▸ **Exercise objective**: Please pull out every line of the records below that contains the word "pickup", and copy each one in full.

Items from a data source:
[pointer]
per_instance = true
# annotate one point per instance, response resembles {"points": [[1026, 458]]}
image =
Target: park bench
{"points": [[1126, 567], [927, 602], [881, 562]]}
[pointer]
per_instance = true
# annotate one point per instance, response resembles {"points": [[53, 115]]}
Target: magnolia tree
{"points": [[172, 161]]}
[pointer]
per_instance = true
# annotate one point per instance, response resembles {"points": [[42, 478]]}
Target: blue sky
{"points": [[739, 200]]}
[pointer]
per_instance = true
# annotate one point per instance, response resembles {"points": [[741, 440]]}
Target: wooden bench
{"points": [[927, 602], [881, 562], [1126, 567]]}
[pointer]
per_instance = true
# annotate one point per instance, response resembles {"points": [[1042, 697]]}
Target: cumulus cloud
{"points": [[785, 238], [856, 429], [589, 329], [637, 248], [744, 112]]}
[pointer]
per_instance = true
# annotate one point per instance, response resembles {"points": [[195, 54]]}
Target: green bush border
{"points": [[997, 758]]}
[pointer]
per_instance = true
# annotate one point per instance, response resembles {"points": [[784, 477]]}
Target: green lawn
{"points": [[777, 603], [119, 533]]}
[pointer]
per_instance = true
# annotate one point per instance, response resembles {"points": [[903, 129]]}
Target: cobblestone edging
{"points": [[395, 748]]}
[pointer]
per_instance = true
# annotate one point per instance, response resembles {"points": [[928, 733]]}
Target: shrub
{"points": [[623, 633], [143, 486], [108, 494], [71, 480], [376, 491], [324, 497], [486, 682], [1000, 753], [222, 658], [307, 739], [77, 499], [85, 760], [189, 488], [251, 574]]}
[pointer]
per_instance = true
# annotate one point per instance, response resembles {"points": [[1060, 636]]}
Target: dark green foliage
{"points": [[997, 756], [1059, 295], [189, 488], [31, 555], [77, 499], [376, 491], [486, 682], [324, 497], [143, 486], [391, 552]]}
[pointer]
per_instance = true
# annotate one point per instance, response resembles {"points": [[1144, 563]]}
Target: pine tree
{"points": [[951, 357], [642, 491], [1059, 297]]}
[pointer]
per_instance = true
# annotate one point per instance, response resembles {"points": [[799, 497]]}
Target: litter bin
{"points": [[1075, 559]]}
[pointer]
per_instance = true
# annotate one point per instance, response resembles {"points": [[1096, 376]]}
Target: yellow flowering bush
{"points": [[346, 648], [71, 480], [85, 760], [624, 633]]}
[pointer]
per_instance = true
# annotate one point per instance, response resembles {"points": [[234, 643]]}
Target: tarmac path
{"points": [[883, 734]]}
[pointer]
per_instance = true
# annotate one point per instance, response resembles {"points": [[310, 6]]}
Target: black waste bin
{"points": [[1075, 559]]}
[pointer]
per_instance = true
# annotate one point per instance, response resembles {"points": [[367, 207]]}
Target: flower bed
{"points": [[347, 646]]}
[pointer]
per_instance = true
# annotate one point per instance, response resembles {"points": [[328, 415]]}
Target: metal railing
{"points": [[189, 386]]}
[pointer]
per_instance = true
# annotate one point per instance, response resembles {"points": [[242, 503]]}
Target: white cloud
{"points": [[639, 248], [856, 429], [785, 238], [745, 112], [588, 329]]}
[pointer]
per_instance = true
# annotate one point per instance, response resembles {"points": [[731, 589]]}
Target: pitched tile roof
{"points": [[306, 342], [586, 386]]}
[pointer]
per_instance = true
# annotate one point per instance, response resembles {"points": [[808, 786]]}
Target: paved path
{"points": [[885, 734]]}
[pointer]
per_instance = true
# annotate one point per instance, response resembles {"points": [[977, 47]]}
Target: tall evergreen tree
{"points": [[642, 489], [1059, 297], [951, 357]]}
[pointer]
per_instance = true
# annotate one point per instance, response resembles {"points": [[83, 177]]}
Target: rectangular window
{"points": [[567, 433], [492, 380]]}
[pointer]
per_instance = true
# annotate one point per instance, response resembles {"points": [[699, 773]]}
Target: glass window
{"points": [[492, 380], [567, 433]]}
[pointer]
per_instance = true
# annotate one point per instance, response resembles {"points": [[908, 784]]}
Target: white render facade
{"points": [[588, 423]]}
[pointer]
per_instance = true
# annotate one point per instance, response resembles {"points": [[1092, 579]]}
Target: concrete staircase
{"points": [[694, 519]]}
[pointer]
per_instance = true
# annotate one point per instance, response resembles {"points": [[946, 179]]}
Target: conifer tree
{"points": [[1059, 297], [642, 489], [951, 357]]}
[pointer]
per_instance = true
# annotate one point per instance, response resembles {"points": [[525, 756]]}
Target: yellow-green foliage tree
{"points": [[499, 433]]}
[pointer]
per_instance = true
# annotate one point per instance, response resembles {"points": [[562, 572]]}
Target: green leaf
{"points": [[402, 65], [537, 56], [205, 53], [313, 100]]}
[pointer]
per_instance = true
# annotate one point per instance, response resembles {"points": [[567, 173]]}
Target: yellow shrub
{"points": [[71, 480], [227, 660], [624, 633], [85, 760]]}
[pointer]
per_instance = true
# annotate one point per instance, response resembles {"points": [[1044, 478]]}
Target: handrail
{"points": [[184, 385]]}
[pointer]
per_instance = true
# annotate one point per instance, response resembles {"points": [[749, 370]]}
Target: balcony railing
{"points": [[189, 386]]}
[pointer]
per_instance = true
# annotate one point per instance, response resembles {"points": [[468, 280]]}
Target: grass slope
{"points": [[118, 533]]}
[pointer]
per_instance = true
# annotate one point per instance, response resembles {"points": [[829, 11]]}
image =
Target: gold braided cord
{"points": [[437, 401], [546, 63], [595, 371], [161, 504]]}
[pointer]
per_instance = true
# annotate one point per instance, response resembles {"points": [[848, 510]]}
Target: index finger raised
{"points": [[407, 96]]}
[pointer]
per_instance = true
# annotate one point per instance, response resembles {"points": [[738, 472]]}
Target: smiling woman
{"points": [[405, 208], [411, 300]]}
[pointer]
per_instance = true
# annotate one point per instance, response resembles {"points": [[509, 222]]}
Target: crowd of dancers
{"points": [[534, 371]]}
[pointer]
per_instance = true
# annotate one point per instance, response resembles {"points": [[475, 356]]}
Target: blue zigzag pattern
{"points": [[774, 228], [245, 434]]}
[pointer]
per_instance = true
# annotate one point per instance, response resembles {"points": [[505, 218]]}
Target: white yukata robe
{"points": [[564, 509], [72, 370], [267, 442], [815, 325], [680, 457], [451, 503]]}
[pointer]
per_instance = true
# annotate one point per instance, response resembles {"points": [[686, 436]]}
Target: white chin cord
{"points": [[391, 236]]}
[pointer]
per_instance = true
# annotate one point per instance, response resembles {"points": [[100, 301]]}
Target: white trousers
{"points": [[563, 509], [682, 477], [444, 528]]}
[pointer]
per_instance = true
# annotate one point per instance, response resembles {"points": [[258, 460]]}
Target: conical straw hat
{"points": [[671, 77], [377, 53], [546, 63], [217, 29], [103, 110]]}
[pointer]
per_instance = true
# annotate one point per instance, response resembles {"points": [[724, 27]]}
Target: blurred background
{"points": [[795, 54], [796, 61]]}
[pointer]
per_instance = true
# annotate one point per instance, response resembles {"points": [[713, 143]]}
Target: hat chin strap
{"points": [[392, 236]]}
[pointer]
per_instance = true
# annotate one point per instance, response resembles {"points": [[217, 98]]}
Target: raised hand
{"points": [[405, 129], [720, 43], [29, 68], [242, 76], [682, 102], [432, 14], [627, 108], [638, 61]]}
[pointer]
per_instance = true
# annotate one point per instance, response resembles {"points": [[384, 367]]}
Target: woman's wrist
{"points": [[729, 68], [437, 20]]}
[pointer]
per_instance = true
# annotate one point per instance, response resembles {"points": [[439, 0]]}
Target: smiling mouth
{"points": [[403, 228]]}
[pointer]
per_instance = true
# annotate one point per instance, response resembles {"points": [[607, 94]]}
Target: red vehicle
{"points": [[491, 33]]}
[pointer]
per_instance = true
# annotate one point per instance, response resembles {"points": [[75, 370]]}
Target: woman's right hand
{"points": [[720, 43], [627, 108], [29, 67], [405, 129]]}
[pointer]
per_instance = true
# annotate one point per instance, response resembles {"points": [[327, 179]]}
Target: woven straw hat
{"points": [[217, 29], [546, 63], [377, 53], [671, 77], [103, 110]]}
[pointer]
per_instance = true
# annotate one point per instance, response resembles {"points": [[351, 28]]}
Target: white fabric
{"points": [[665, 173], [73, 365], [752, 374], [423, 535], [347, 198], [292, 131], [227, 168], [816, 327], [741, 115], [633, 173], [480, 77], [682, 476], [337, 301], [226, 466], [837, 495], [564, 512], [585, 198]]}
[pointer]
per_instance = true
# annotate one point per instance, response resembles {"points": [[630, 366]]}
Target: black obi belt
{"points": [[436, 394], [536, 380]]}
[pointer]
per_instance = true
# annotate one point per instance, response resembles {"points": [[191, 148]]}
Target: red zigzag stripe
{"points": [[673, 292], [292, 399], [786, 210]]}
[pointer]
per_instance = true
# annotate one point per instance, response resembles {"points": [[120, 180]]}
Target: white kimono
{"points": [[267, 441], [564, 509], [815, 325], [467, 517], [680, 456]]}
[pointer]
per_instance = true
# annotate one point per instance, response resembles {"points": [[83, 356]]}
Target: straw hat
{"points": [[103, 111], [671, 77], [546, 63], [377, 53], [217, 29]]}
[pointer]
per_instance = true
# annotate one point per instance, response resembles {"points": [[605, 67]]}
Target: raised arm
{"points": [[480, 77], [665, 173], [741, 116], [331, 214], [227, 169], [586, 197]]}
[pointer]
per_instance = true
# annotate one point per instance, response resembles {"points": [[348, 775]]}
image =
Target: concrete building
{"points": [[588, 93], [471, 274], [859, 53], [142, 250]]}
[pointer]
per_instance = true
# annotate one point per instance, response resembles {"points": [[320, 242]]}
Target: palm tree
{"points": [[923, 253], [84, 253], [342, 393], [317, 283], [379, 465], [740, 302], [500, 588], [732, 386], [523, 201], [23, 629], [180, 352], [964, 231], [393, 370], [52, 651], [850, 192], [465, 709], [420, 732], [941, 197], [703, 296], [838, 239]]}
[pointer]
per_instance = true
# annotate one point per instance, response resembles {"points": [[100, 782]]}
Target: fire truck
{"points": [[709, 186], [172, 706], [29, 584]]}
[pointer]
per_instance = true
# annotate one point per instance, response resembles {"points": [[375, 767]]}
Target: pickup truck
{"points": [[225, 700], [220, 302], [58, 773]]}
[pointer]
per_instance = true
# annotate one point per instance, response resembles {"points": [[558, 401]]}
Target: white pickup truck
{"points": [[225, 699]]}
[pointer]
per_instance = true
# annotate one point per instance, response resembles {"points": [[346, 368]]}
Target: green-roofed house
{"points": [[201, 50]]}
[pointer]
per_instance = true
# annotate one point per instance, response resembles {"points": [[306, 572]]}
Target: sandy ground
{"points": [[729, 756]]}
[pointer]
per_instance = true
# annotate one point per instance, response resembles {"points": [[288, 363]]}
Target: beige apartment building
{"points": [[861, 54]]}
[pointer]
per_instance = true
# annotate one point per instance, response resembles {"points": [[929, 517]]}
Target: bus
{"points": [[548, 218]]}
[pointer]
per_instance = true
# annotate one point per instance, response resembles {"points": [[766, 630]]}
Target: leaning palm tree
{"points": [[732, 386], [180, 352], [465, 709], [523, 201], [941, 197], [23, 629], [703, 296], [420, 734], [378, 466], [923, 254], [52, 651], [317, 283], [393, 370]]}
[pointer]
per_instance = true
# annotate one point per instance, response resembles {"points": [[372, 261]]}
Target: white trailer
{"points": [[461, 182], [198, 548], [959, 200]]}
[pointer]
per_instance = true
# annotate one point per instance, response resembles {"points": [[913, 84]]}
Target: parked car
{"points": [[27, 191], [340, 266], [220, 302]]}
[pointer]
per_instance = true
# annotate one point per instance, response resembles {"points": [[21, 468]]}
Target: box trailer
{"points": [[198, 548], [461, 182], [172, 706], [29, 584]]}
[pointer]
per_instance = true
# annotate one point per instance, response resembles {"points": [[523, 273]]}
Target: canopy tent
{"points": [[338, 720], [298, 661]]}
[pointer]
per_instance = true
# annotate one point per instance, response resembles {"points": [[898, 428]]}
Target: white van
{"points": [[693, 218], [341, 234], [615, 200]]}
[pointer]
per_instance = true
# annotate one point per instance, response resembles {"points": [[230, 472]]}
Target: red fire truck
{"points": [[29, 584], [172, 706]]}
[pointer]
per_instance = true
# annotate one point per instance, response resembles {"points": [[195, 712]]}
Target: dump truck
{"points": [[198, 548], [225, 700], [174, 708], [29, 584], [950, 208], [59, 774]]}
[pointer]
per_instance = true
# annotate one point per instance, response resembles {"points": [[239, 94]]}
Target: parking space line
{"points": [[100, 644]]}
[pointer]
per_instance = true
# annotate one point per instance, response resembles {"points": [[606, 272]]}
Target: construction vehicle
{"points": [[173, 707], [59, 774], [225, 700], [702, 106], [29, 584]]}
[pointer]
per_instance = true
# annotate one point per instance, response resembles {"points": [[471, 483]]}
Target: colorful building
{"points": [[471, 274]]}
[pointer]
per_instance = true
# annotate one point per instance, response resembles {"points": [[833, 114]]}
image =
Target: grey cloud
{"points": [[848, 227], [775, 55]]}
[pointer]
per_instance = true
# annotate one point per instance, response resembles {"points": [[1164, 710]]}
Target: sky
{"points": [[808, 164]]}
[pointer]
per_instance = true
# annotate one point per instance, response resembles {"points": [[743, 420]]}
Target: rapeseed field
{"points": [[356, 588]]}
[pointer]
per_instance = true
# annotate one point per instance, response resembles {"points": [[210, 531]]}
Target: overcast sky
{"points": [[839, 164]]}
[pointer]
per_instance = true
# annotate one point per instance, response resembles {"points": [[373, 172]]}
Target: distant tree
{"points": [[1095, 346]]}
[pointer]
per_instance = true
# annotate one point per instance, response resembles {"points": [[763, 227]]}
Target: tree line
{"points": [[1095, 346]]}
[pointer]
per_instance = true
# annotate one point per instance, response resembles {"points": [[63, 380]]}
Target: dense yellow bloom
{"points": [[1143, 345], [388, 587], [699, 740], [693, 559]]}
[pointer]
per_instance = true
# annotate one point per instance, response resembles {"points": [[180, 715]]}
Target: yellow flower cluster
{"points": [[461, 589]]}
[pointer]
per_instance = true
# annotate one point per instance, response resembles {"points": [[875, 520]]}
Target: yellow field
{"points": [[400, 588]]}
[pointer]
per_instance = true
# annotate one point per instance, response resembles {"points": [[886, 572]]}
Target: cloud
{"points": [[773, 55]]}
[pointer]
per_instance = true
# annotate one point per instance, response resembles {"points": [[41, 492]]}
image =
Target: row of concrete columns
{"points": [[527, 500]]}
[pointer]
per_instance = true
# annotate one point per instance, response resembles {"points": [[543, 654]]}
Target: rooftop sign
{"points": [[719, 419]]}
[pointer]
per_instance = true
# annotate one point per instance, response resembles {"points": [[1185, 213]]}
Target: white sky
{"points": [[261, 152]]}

▸ **Answer below**:
Target: pickup truck
Target: white pickup truck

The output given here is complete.